== Segment start ==
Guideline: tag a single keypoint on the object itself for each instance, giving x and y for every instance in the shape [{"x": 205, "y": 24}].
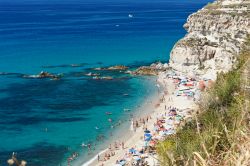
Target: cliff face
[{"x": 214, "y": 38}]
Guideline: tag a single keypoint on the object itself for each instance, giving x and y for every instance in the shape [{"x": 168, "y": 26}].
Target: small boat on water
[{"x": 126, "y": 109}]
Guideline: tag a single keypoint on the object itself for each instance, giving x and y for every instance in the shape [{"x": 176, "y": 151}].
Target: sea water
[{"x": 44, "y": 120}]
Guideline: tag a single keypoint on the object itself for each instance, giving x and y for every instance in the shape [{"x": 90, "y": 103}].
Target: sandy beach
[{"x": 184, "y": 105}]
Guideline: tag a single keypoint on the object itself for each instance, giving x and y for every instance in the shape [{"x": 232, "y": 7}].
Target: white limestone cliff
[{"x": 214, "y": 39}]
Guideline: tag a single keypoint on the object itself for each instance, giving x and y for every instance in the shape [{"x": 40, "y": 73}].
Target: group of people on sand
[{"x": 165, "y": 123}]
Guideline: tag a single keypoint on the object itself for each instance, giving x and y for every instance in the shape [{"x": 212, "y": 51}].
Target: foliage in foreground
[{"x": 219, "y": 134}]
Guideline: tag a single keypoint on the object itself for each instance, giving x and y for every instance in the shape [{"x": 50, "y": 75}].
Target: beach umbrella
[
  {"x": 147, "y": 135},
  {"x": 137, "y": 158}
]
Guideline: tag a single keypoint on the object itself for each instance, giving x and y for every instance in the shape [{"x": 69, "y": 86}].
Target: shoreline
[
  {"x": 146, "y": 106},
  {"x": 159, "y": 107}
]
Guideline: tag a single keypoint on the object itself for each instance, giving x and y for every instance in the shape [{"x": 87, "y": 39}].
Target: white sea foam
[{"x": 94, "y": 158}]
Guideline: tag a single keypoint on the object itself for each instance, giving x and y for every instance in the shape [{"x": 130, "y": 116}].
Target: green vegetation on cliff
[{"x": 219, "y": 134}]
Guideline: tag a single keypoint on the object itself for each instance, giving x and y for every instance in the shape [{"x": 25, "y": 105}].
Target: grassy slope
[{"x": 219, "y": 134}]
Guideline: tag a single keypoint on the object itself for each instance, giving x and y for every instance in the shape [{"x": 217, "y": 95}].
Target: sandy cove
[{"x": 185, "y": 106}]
== Segment end ==
Output the whole listing again, exactly, without its pictures.

Guideline: tag a single keypoint on the object itself for each instance, giving x and y for every instance in the shape [{"x": 205, "y": 24}].
Target: cliff face
[{"x": 214, "y": 38}]
Guideline: tag a single keypoint on the object itself for each instance, giving x and y for every instance in the shape [{"x": 168, "y": 26}].
Target: small boat on water
[{"x": 126, "y": 109}]
Guideline: tag a single keypoint on the object itself for each instance, giving x and y for every instance in the shape [{"x": 176, "y": 151}].
Target: sea water
[{"x": 44, "y": 120}]
Guideline: tag a single keypoint on the object itself for each instance, giving x and y for every instance in the shape [{"x": 90, "y": 103}].
Target: sandy beach
[{"x": 184, "y": 105}]
Guideline: tag a single keypoint on the object itself for each instance, giving x and y for every instance in the shape [{"x": 232, "y": 7}].
Target: white limestone cliff
[{"x": 214, "y": 39}]
Guideline: tag a single keypoint on the object itself for each instance, giving x and y for every instance in the shape [{"x": 40, "y": 73}].
Target: group of people on sand
[{"x": 165, "y": 123}]
Guideline: tag a single keypoint on the object itself for each instance, giving x and y for every instance in the shape [{"x": 212, "y": 51}].
Target: foliage in foreground
[{"x": 219, "y": 134}]
Guideline: tag a single keypoint on the object itself for each instance, giving x and y for every instance in the shape [{"x": 50, "y": 75}].
Target: beach umbrella
[
  {"x": 147, "y": 135},
  {"x": 137, "y": 158}
]
Guideline: tag a single keypoint on the object itself for each instance, giving x and y for every instance in the shape [{"x": 69, "y": 86}].
Target: shoreline
[
  {"x": 146, "y": 106},
  {"x": 159, "y": 107}
]
Guideline: tag a single keypoint on the object itself for each instance, giving x and y for every instance in the shape [{"x": 87, "y": 39}].
Target: white sea foam
[{"x": 94, "y": 158}]
Guideline: tag a single keypoint on the object itself for each instance, giving x and y for every instance in the shape [{"x": 130, "y": 116}].
Target: green vegetation on cliff
[{"x": 219, "y": 134}]
Guideline: tag a single keypoint on the object itself for each instance, giving x and y for every instance in the shape [{"x": 25, "y": 105}].
Target: grassy slope
[{"x": 219, "y": 134}]
Guideline: tag a single keypoint on the object itself for each instance, giving x and y for every instance in the shape [{"x": 217, "y": 95}].
Target: sandy cove
[{"x": 185, "y": 106}]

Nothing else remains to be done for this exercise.